(Collected data)
◇ ◇ ◇ ◇ ◇
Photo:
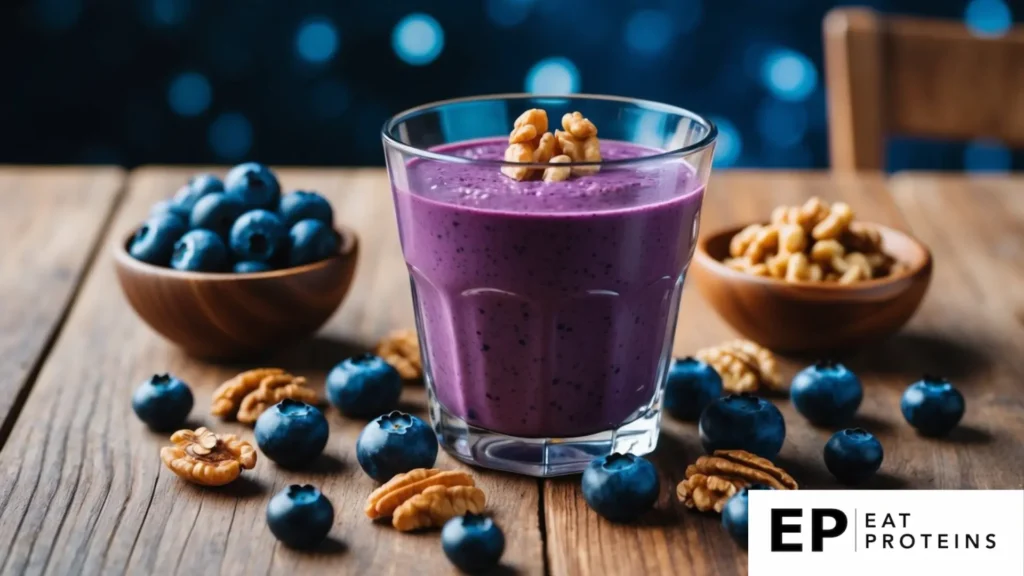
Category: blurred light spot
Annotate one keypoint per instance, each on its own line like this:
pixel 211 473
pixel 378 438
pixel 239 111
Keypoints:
pixel 230 135
pixel 418 39
pixel 58 14
pixel 729 145
pixel 189 94
pixel 781 124
pixel 508 13
pixel 788 75
pixel 648 32
pixel 553 76
pixel 165 12
pixel 329 98
pixel 316 40
pixel 986 156
pixel 988 17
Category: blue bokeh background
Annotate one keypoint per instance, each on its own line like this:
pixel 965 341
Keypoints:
pixel 311 82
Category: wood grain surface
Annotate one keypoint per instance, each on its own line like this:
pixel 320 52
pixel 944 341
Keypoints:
pixel 82 489
pixel 50 221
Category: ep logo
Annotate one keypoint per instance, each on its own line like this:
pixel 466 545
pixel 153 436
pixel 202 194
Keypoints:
pixel 824 523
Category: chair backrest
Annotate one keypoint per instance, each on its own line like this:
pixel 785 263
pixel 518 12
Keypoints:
pixel 909 76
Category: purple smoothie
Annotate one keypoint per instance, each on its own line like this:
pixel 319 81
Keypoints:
pixel 546 307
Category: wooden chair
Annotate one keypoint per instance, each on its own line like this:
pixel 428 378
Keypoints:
pixel 908 76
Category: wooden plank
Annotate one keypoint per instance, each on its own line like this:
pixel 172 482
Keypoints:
pixel 82 489
pixel 50 221
pixel 978 350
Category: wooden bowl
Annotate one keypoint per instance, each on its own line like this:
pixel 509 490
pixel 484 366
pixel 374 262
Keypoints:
pixel 813 317
pixel 229 316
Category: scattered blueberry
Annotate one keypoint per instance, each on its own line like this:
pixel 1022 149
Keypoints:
pixel 254 184
pixel 310 241
pixel 291 433
pixel 163 402
pixel 301 205
pixel 198 187
pixel 364 386
pixel 853 455
pixel 691 385
pixel 393 444
pixel 300 517
pixel 250 266
pixel 734 515
pixel 826 393
pixel 257 235
pixel 621 487
pixel 933 406
pixel 473 543
pixel 742 422
pixel 216 212
pixel 200 250
pixel 154 241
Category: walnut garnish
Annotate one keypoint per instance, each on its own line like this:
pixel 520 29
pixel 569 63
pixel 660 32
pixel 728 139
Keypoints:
pixel 206 458
pixel 743 365
pixel 713 480
pixel 815 242
pixel 386 499
pixel 400 348
pixel 437 504
pixel 272 389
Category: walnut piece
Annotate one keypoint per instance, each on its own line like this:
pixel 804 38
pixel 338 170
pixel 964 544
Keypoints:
pixel 272 389
pixel 400 348
pixel 206 458
pixel 437 504
pixel 713 480
pixel 743 365
pixel 386 499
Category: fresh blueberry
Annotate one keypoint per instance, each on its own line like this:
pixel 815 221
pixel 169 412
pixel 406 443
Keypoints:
pixel 200 250
pixel 310 241
pixel 734 515
pixel 255 186
pixel 691 385
pixel 291 433
pixel 198 187
pixel 300 517
pixel 257 235
pixel 163 402
pixel 301 205
pixel 742 422
pixel 621 487
pixel 250 266
pixel 473 543
pixel 364 386
pixel 933 406
pixel 826 393
pixel 154 241
pixel 393 444
pixel 216 212
pixel 853 455
pixel 168 207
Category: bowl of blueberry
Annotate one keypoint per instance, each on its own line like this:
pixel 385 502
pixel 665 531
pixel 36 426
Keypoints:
pixel 232 268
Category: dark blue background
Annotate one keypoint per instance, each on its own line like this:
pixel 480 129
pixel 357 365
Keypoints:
pixel 310 82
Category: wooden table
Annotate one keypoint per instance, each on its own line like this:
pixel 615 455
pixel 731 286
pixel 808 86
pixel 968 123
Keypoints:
pixel 82 489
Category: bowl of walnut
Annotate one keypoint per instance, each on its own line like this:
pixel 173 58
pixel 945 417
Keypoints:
pixel 813 278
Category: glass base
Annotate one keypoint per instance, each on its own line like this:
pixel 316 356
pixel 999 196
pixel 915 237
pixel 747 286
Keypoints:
pixel 542 457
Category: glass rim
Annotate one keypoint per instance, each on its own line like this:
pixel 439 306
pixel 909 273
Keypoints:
pixel 704 142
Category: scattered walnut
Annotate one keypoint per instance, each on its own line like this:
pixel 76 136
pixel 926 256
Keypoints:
pixel 437 504
pixel 272 389
pixel 713 480
pixel 206 458
pixel 400 348
pixel 743 366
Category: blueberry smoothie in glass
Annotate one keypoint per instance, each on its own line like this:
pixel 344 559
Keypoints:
pixel 546 310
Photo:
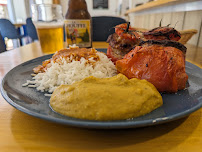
◇ ◇ ◇ ◇ ◇
**What the task asks**
Pull every line with the word "bowl" from the data.

**Written reply**
Category: wooden bowl
Category: bowl of blueberry
Category: bowl of walnut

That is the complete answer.